_QUESTIONS ON THE MATERIAL_
**1.** Summarize the Sacred Wood review in two sentences.
**2.** According to the Sacred Wood review, which two fragrances was Sacred Wood worn next to?

───── DOCUMENT SEGMENT

It’s closest to the ‘olfactory impression of an authentic Sandalwood from Mysore’ in the middle stages. Eventually, it’s a mild woodsy blend, reasonably sandalwood-y but without the richness of old-school sandalwood fragrances. If you’ve never smelled an old-school sandalwood fragrance, that won’t matter to you, but if you have one on hand, you’ll notice how comparatively thin the base of Sacred Wood is. I wore Sacred Wood next to a drop of Santal Blanc and a drop of Chanel Bois des Iles extrait,2 and the Sacred Wood, smells, well, modern. Obviously, you may or may not prefer it that way. […][¶]
Verdict: I was expecting a sandalwood-bomb, and Sacred Wood isn’t exactly that. It’s a lovely quiet woods scent, though, very wearable, and not at all dull[.]
We shall have to agree to disagree on everything, but how Sacred Wood doesn’t measure up to actual “old-school sandalwood fragrances,” and how “thin” its base is in comparison. I suppose her feelings can be understood, given how much better her experience and version of Sacred Wood was to mine. Green-beige woods and synthetic sandalwood in a dead flat-line are most certainly dull, in my opinion.
The best thing that can be said for Sacred Wood is that it’s smooth and I suppose it’s wearable, especially if you have never experienced Mysore sandalwood. That may be why it has some very enthusiastic reviews on Fragrantica. You can read them if you’re interested. I’m having great difficulty in not writing, “Meh” to everything, or banging my head against a wall. So, it’s probably best that I end this here and now. I shall seek comfort in the arms of Crabtree & Evelyn‘s vintage, discontinued Extrait de Mysore Sandalwood, and mourn.

──────────
───── DATA FOR ANALYSIS

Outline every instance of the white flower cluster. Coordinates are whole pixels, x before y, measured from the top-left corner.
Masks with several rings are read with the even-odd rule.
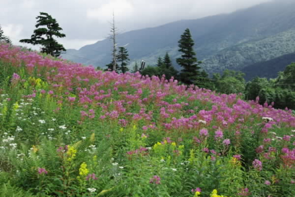
[[[91,193],[95,192],[96,191],[96,189],[95,188],[88,188],[87,190]]]
[[[58,128],[62,129],[65,129],[67,128],[65,126],[65,124],[64,124],[62,125],[61,125],[60,126],[58,126]]]
[[[265,122],[267,122],[273,121],[273,119],[269,117],[262,117],[262,120]]]

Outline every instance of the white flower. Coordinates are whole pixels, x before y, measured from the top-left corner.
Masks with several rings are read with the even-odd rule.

──────────

_SET OF ANSWERS_
**1.** A quoted review finds Sacred Wood a mild, modern woodsy blend with a thin base compared with old-school sandalwood fragrances, but calls it a lovely, quiet, very wearable scent that is not at all dull. The writer agrees only that it falls short of those fragrances and that its base is thin, calls it dull, allows that it is smooth and perhaps wearable, and turns to Crabtree & Evelyn's vintage, discontinued Extrait de Mysore Sandalwood instead.

**2.** A drop of Santal Blanc and a drop of Chanel Bois des Iles extrait.